[Input rows start]

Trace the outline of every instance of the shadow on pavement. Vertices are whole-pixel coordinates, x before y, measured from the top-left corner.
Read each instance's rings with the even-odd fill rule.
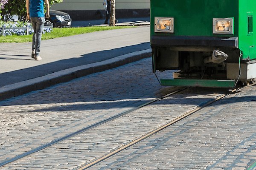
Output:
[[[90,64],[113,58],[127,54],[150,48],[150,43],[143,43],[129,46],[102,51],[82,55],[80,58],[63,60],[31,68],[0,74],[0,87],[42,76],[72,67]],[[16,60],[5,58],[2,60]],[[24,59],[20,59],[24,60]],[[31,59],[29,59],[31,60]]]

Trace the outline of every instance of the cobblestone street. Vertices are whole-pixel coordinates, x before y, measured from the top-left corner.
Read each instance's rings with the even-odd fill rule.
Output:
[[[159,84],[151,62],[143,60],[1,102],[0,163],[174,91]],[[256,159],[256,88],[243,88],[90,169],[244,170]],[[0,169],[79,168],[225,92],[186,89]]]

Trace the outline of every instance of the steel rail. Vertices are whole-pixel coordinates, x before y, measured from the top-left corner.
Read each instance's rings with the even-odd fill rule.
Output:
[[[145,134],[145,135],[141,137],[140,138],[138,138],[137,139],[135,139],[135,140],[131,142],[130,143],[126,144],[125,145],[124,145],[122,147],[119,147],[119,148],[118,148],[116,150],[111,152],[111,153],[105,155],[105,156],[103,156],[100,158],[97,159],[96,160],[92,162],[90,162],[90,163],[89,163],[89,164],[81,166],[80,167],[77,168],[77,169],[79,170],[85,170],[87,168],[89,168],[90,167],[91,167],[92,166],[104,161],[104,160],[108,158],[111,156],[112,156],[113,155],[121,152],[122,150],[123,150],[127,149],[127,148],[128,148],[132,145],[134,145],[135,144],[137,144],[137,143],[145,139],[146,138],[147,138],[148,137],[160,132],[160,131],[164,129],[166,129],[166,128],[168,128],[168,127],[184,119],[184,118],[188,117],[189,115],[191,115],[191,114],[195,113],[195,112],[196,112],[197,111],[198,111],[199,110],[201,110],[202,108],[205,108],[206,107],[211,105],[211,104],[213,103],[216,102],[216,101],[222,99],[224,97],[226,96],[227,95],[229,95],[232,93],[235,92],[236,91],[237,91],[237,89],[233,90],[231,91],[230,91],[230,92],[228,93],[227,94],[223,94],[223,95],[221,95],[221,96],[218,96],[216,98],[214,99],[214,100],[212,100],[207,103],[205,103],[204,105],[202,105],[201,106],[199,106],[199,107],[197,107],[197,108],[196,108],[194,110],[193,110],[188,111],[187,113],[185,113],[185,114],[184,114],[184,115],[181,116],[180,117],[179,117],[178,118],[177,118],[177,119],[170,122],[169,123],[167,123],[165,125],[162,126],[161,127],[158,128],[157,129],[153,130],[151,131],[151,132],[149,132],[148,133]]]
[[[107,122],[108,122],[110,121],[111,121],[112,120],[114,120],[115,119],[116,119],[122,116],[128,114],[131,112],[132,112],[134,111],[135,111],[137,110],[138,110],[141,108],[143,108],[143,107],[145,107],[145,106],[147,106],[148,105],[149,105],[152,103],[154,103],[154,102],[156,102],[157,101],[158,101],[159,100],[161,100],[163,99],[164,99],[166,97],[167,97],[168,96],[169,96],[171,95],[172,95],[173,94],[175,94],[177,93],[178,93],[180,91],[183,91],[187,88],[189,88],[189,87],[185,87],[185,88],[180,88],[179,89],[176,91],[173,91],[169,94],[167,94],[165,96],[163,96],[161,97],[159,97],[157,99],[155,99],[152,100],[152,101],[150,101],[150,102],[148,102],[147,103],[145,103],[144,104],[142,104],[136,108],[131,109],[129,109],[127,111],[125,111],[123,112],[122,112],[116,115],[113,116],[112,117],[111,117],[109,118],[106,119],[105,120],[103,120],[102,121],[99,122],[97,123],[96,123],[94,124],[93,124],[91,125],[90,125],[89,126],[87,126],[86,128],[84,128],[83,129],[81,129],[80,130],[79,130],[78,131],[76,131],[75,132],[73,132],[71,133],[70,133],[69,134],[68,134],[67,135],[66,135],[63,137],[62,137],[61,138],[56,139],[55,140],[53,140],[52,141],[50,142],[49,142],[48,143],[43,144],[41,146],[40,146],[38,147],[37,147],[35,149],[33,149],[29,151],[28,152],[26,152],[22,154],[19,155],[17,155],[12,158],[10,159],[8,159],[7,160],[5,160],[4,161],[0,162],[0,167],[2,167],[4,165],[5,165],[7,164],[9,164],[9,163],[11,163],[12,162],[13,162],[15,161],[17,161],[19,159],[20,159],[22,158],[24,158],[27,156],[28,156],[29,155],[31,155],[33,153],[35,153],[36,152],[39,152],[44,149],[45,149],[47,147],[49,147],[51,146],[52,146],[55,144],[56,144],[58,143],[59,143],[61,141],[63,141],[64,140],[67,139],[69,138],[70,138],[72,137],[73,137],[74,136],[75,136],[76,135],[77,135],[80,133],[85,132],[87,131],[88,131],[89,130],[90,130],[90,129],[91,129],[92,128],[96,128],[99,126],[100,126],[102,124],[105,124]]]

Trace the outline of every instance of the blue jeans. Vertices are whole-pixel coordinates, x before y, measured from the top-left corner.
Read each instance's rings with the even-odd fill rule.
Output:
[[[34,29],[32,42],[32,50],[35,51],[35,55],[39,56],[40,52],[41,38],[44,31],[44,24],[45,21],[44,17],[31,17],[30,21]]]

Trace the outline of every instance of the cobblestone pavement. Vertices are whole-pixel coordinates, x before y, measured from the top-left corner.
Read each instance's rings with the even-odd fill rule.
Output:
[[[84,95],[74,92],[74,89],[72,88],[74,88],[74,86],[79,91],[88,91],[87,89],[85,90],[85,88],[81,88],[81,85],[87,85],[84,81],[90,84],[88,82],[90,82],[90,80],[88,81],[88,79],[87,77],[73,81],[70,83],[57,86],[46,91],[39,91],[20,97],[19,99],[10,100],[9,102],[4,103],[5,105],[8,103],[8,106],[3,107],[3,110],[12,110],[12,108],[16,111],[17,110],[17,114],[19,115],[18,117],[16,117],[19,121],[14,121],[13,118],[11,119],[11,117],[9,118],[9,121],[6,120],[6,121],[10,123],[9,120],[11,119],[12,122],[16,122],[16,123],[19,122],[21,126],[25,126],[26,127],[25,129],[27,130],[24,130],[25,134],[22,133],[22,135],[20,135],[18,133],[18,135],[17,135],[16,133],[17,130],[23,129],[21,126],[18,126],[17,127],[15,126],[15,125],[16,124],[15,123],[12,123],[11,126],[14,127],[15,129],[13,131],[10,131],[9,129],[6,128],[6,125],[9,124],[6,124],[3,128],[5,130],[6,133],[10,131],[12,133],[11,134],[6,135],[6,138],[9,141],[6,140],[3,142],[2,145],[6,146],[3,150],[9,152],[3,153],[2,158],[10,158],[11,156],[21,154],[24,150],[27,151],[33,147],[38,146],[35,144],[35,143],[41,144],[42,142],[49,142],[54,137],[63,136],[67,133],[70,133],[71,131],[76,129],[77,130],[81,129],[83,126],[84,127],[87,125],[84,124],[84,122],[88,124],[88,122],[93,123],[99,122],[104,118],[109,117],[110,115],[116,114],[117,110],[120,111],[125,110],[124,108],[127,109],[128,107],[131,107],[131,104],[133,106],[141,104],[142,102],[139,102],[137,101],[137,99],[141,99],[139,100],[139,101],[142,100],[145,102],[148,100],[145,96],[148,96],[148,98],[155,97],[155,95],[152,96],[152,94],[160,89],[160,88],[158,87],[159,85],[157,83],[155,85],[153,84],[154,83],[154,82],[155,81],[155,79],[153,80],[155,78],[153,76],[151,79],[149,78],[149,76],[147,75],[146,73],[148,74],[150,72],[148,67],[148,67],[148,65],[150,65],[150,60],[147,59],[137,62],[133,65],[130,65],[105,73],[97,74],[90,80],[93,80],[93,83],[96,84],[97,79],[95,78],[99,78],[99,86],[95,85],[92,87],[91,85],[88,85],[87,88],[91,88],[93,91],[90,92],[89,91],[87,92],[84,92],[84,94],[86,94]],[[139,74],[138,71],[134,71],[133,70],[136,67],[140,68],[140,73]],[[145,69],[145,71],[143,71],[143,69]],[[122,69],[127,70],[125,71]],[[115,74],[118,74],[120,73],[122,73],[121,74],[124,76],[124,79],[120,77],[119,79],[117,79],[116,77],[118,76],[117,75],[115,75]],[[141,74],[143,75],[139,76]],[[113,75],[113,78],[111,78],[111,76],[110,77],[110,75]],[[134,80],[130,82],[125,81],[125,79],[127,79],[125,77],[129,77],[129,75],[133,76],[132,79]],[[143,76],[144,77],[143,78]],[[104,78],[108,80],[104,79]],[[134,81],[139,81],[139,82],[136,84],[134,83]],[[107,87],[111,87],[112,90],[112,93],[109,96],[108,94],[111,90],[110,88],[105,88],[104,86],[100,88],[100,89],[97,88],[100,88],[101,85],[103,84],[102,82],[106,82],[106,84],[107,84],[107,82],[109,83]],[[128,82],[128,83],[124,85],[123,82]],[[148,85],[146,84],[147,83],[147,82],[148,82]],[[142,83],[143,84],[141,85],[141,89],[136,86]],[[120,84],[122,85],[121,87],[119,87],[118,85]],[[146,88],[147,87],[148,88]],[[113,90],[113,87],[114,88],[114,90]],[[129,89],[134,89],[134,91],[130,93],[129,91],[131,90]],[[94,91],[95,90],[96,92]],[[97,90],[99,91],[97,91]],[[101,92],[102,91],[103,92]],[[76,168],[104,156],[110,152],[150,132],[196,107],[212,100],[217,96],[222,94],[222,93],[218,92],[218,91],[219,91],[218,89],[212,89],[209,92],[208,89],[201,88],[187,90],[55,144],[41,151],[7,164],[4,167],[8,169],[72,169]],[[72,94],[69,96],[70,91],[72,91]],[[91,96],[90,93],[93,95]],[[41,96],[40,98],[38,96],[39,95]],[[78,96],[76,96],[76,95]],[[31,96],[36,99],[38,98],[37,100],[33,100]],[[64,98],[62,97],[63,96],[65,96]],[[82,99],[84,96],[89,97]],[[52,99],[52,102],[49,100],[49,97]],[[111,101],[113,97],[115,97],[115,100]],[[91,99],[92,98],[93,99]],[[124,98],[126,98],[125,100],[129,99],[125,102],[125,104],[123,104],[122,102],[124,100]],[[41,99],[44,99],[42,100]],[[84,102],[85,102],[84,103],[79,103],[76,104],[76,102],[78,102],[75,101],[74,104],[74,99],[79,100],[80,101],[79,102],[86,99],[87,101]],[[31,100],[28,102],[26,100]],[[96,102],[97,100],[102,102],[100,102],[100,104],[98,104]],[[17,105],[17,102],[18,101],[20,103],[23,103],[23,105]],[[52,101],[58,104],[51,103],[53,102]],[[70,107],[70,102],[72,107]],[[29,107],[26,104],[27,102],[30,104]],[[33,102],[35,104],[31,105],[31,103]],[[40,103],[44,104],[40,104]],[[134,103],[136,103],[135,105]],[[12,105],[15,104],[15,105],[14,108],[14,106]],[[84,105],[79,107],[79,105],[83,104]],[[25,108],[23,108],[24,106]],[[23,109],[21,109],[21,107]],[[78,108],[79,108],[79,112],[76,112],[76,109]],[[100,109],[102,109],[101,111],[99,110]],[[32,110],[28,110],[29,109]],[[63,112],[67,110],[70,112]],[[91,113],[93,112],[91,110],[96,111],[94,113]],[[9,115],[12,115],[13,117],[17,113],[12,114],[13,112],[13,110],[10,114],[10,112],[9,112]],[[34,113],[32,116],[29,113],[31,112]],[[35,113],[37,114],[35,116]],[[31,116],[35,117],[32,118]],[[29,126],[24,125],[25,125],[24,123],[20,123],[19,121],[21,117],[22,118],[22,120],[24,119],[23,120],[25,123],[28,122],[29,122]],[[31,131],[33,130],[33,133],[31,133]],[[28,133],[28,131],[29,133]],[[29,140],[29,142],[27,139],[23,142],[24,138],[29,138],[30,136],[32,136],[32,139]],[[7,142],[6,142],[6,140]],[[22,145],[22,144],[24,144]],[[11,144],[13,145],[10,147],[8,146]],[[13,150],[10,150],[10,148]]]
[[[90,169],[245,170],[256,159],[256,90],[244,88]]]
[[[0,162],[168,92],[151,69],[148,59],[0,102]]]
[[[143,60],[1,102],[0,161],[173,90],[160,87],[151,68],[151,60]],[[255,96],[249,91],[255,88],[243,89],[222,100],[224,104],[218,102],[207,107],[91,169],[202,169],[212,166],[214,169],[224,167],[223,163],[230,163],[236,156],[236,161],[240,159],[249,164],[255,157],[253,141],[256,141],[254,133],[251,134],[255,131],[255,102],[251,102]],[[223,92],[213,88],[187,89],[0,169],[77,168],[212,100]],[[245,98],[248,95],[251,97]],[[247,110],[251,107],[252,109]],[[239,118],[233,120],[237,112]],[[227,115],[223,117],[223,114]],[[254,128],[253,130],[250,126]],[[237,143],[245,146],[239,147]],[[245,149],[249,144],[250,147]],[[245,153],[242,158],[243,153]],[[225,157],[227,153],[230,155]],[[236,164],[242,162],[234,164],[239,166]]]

[Input rows end]

__Exercise details__
Locate each line in the listing above that contains the word "outline", and copy those lines.

__Answer for this exercise__
Trace the outline of every instance of the shadow on pavement. Vertices are whole-pixel coordinates, x before y, measured from the top-left corner.
Trace the outline of every instance of the cobblestone street. Vertices are whole-pixel coordinates, x before y, measured from the top-left corner.
Trace the outline of every instance of the steel rail. Vertices are whole-pixel coordinates, x before y, measured from the top-left corner.
Trace the outline of every instance of the blue jeans. Vertices are whole-pixel coordinates, x before y, measured from the top-left corner.
Trace the outline of every instance of the cobblestone pavement. Vertices are whole-pixel coordinates, x before y, measured from the top-left corner.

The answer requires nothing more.